▶ EXPERIMENTE: Por favor, reescreva o artigo sobre o neoliberalismo desde "A mesma visão neoliberal" até "exigem essa visão.", inclusive, trocando "tecnocratas" por "burocratas".

O “Público” de 5 de Março de 2021 tem uma declaração lapidar do primeiro-ministro: “Não tenho dúvida nenhuma de que esta crise foi o maior atestado do falhanço das visões neoliberais”.

É lamentável que toda esta convicção não tenha correspondência nas medidas do Governo PS de resposta aos prejuízos e outros problemas causados pela Covid. Todas as respostas estiveram e continuam a estar condicionadas pela matriz neoliberal que conduz e condiciona a política do Ministério das Finanças. Nomeadamente a gestão do défice orçamental e da dívida pública, que nunca largou da mão os critérios do Pacto Orçamental, apesar dos muitos e diversos lembretes sobre a necessária flexibilização da gestão orçamental na presente situação de crise.

Sentenças vindas da própria União Europeia, do Fundo Monetário Internacional e de ilustres personalidades insuspeitas de anti-neoliberalismo. “Mais papista que o papa”, assim se poderia classificar quem conduziu ao escândalo da execução orçamental de 2020.

As consequências são particularmente graves nas respostas às micro, pequenas e médias empresas e que nos atiram para o grupo de países que menos apoiam as suas empresas. E tem valido tudo para alcançar esse desiderato: valores ridículos de apoios; estabelecimento de critérios restritivos/limitadores na legislação de acesso aos apoios; regulamentação tardia e/ou subvertendo as decisões da Assembleia da República; alongamento de prazos entre a decisão e a abertura das candidaturas; formulários de candidatura restringindo candidatos e acessos; ausência de resposta a dificuldades burocráticas ou a contestações de decisões negativas; enormes delongas nos pagamentos das ajudas, etc., etc., etc.

Para cúmulo, o Governo tem vindo a cobrir a ridícula despesa pública efectiva dos apoios às MPME com uma fraudulenta propaganda sobre o volume real das ajudas, através do truque de juntar às verbas gastas nos apoios a fundo perdido o volume das linhas de crédito criadas, o volume das garantias anunciadas e o volume dos impostos de que deferiu o pagamento ou estabeleceu regimes prestacionais de pagamento.

É notável ver jornais e outros órgãos de informação continuarem a encher títulos, manchetes e primeiras páginas com milhares de milhões de euros que nunca serão custos efectivos do Estado! Os 22,9 mil milhões de euros referidos como despesa em 2020, os 14,1 mil milhões de euros dos apoios anunciados em Janeiro, ou os agora publicitados 7,2 mil milhões são quase só propaganda! Destes últimos, 6,1 mil milhões respeitam a adiamento de impostos! 300 milhões dizem respeito a linhas de crédito!

É fácil perceber que estas “ajudas” podem resolver problemas de tesouraria das empresas, mas no fundamental limitam-se a empurrar os problemas para a frente dado não significarem qualquer atenuação ou ressarcir de prejuízos.

A mesma visão neoliberal a que o primeiro-ministro passou um atestado de falhanço está presente na decisão de reprivatizar a Efacec, ou a cumplicidade activa com a Galp no encerramento da Refinaria de Matosinhos e com a EDP no fecho da Central Termoeléctrica de Sines e na venda de barragens no Douro. A mesma visão na passiva e insuportável aceitação de que sejam os tecnocratas de Bruxelas a decidir se o país faz ou não mais estradas ou constrói mais uma barragem!

António Costa não ignora o que é o neoliberalismo… Registe-se: PSD, CDS e muitos outros à direita agradecem. Não contestam, exigem essa visão.

O autor escreve de acordo com a antiga ortografia.

▶ Registos retirados de um conjunto de dados:
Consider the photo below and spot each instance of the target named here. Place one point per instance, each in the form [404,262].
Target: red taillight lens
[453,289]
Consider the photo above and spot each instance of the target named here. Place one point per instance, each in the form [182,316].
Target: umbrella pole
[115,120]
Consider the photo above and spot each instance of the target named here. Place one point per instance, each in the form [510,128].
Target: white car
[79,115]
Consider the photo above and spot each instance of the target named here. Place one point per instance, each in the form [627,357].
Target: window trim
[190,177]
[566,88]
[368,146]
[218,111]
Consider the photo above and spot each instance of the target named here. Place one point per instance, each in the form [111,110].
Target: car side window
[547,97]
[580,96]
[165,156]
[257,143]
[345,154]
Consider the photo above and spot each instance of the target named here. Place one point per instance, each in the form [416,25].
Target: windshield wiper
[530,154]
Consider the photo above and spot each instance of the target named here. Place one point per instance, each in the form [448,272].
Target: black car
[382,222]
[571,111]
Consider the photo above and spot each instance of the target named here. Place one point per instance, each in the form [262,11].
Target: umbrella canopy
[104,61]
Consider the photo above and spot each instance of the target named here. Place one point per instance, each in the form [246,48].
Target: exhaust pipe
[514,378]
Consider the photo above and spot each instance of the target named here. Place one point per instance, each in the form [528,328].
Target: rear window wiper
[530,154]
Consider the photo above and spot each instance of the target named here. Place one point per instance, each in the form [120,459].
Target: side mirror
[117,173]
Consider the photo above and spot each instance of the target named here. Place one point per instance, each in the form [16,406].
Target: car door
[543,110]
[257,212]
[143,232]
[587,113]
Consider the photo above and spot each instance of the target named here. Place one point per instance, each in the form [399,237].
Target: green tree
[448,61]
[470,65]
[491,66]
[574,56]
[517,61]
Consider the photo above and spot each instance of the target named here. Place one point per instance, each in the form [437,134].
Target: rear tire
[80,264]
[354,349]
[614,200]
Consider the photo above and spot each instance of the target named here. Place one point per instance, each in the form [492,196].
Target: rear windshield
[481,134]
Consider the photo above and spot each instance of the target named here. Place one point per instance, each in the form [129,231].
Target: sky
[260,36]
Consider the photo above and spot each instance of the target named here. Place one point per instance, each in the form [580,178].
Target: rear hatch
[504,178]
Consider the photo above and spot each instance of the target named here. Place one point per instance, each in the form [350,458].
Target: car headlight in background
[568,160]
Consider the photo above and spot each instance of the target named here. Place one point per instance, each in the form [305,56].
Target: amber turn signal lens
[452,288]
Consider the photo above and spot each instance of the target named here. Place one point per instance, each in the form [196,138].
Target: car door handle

▶ RESOLUÇÃO DO PROBLEMA:
A mesma visão neoliberal a que o primeiro-ministro passou um atestado de falhanço está presente na decisão de reprivatizar a Efacec, ou a cumplicidade activa com a Galp no encerramento da Refinaria de Matosinhos e com a EDP no fecho da Central Termoeléctrica de Sines e na venda de barragens no Douro. A mesma visão na passiva e insuportável aceitação de que sejam os burocratas de Bruxelas a decidir se o país faz ou não mais estradas ou constrói mais uma barragem!

António Costa não ignora o que é o neoliberalismo… Registe-se: PSD, CDS e muitos outros à direita agradecem. Não contestam, exigem essa visão.